## JOB
Retype every line of the entries below exactly, character for character, but omit the pictures.

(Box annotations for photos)
┌────────

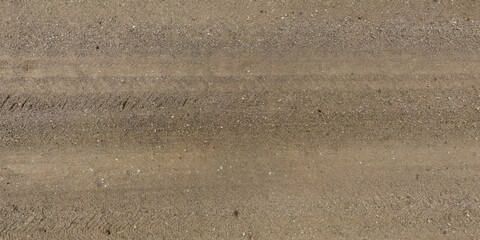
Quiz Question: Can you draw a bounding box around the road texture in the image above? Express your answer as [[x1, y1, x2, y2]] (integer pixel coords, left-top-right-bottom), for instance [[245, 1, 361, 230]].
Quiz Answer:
[[0, 0, 480, 239]]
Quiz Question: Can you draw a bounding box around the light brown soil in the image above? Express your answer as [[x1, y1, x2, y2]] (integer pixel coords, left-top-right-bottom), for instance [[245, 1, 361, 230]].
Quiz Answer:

└────────

## ANSWER BELOW
Quiz Question: Can you draw a bounding box around the road texture in the image above? Express your answer as [[x1, y1, x2, y2]] (integer pixel coords, left-top-right-bottom), for instance [[245, 1, 361, 230]].
Quiz Answer:
[[0, 0, 480, 239]]
Quiz Question: Can you draw a bounding box around the light brown soil in the image above? Express your answer as [[x1, y1, x2, y2]] (integer pixel coords, left-top-right-bottom), for instance [[245, 1, 361, 230]].
Quiz Answer:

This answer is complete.